▶ _What is expected_
Which rows below contain the string "hood"? Pick out each of them and copy it, treating uppercase and lowercase as different.
** START OF Stored rows **
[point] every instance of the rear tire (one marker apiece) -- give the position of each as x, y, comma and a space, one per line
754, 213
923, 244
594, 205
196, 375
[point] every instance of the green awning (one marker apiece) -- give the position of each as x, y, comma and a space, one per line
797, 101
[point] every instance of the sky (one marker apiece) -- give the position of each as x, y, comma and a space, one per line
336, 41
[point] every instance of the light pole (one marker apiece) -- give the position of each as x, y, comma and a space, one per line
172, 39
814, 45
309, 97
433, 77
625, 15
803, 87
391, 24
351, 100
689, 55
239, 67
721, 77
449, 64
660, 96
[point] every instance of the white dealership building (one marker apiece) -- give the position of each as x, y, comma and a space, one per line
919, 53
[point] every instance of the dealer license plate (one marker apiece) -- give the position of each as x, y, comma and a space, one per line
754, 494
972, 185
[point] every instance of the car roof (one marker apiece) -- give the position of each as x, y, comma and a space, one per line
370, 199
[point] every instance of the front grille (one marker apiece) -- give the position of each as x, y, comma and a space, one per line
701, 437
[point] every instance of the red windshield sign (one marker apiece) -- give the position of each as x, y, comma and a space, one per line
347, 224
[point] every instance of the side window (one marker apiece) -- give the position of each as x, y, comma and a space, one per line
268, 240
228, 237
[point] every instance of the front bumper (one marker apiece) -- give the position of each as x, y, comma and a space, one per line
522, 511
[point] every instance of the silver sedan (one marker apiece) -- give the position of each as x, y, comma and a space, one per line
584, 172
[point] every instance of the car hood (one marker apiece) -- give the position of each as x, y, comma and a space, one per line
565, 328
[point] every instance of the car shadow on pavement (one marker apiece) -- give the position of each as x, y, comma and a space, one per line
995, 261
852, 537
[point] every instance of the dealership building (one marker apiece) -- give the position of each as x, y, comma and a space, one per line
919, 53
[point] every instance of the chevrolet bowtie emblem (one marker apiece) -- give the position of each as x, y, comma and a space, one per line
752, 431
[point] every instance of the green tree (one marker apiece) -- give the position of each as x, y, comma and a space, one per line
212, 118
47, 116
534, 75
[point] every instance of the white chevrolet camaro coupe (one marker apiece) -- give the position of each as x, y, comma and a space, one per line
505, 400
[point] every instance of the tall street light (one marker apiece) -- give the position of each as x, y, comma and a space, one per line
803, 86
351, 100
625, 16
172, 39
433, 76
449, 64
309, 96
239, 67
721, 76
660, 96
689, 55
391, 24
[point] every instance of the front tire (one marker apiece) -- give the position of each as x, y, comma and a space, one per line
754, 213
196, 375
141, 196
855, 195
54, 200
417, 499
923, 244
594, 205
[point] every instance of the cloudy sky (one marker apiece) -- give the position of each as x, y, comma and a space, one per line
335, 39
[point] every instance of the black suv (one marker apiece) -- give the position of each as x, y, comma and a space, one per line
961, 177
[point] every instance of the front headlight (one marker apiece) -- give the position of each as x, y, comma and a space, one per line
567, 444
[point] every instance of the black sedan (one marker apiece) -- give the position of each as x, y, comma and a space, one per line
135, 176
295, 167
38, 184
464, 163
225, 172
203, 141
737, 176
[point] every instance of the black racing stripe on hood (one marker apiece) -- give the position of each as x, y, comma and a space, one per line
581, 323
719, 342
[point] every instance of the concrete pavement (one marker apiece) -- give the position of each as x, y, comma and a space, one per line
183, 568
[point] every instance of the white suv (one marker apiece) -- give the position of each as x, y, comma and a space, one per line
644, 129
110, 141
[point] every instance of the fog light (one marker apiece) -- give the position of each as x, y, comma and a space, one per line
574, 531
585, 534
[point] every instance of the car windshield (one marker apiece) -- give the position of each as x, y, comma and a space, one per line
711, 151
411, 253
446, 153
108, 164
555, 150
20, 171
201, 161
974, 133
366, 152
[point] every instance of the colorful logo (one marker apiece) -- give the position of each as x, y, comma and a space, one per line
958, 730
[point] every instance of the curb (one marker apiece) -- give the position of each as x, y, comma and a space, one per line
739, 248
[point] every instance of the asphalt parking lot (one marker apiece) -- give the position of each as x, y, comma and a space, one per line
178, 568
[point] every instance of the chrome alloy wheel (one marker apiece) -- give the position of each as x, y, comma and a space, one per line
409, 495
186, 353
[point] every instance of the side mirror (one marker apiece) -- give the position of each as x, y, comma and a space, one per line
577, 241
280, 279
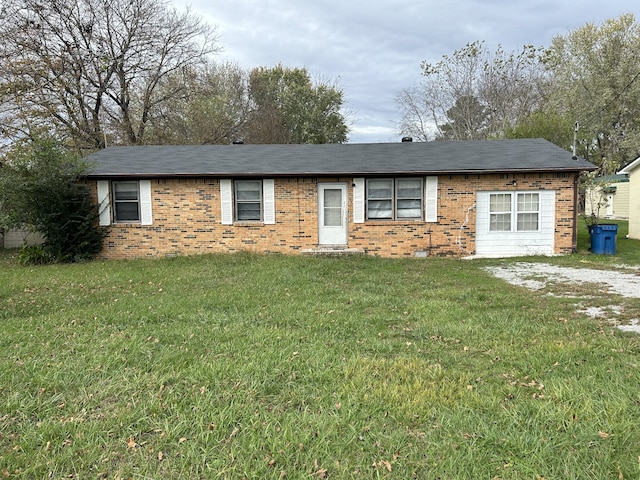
** END OF Stored rows **
▶ _Response_
[point] every instance of the car hood (one marker apiece) -- give the position of each as x, y, comma and a space, one per line
[point] every instance of the black racing stripe on hood (one marker apiece) -- give the position of each as x, y, comma and a space, one per line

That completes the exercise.